[Dataset items]
——
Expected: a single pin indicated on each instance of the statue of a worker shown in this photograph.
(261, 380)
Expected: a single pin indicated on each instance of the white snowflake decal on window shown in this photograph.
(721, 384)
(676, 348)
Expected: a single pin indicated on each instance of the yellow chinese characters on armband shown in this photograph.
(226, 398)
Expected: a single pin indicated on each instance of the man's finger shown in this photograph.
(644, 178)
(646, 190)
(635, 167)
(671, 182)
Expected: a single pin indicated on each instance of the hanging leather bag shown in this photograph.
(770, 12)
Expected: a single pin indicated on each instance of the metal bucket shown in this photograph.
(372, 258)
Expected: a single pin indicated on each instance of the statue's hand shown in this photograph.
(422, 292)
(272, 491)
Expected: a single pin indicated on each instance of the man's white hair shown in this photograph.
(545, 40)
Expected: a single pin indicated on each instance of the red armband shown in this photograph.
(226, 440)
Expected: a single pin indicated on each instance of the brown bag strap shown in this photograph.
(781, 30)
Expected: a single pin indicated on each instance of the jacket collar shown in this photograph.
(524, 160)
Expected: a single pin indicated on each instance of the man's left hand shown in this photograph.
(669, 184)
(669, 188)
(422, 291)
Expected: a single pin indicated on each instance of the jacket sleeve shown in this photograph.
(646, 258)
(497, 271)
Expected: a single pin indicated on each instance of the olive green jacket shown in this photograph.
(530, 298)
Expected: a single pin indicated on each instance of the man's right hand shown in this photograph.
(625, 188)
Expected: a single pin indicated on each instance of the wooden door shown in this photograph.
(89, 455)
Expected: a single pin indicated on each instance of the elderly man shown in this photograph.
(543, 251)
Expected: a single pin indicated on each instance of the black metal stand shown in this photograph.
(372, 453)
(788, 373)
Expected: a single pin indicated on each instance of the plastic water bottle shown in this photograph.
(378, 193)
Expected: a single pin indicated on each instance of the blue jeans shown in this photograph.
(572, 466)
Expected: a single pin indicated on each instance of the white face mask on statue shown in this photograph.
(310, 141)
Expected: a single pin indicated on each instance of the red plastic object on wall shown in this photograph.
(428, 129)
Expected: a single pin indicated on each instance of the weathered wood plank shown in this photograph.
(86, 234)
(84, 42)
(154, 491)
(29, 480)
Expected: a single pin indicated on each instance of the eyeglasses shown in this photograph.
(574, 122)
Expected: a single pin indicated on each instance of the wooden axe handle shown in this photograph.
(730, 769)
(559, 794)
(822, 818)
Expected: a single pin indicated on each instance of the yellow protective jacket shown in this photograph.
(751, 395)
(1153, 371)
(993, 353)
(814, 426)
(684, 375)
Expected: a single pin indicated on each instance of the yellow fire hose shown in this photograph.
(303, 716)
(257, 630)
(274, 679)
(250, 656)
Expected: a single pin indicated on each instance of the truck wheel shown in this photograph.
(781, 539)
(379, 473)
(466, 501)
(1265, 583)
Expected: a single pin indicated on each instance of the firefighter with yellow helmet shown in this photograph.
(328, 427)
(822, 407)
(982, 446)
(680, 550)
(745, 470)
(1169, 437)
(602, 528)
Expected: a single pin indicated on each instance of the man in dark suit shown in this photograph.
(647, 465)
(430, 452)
——
— What you have to do —
Line by line, the data should be returned exactly as written.

— Exercise output —
Expected: a single pin indicated on each instance of the statue of a worker shown in this photograph.
(261, 380)
Expected: a single pin indicated on each instance of the white snowflake decal on window shown in this photograph.
(721, 384)
(676, 348)
Expected: a single pin indicated on each instance of the yellow chinese characters on armband shown in this photograph.
(226, 398)
Expected: a single pin indicated on each instance of the man's finger shown in this photograph.
(644, 178)
(646, 190)
(635, 167)
(671, 182)
Expected: a single pin indicated on each instance of the hanging leather bag shown in this photograph.
(770, 12)
Expected: a single pin indicated on each instance of the metal bucket shown in this photograph.
(372, 258)
Expected: a single pin indicated on each instance of the statue's hand shown in this photograph.
(422, 292)
(272, 491)
Expected: a single pin indicated on each instance of the man's white hair shown in this photograph.
(545, 40)
Expected: a single pin indicated on each instance of the red armband shown in this photograph.
(226, 440)
Expected: a single pin indicated on each instance of the brown bag strap shown in this photograph.
(781, 30)
Expected: a single pin indicated on each instance of the jacket collar shown in this photograph.
(524, 160)
Expected: a single pin indicated on each instance of the man's left hand shown in this photograph.
(669, 184)
(669, 188)
(422, 291)
Expected: a single pin indicated on each instance of the jacket sleeve shown in this photograph.
(646, 258)
(497, 271)
Expected: a single pin indicated on each instance of the olive green jacket shown in this photograph.
(530, 298)
Expected: a single pin indicated on each instance of the man's right hand shown in this photograph.
(625, 188)
Expected: a single pin indicated on each instance of the wooden door shown in this photograph.
(89, 455)
Expected: a single pin indicated on each instance of the elderly man shown in this photograph.
(543, 251)
Expected: a single pin indicated on each instance of the black metal stand shown in this photograph.
(372, 453)
(788, 373)
Expected: a single pin indicated on each instance of the plastic water bottle shown in this photograph.
(378, 193)
Expected: a single pin indicated on each instance of the blue jeans shown in this photograph.
(572, 466)
Expected: a single pin indicated on each instance of the white face mask on statue shown in this photograph.
(310, 141)
Expected: a single pin indicated on each instance of the red plastic object on wall shown in this photograph.
(428, 129)
Expected: a single pin indicated on each instance of the weathered wood plank shown in this photograph.
(86, 234)
(84, 42)
(154, 491)
(29, 480)
Expected: a single pin indicated on each instance of the eyeglasses shown in this photograph.
(574, 122)
Expected: a single pin indicated on each instance of the wooden axe handle shown in this photograph.
(730, 769)
(559, 794)
(822, 818)
Expected: a single pin indicated on each instance of the yellow protective jacket shown in this photograph.
(751, 395)
(1153, 371)
(993, 353)
(814, 426)
(684, 375)
Expected: a single pin indicated on each instance of the yellow fire hose shown in this photograph.
(303, 716)
(257, 630)
(274, 679)
(250, 656)
Expected: a single pin indicated on each instance of the truck wheel shown in this photograph.
(781, 539)
(379, 473)
(466, 501)
(1265, 583)
Expected: a single pin indicated on each instance of the firefighter with yellow helmet shown in this photograph.
(328, 427)
(822, 407)
(982, 446)
(680, 550)
(745, 470)
(1169, 437)
(602, 528)
Expected: a single pin indicated on each instance of the man in dark suit shown in this photograph.
(647, 465)
(430, 452)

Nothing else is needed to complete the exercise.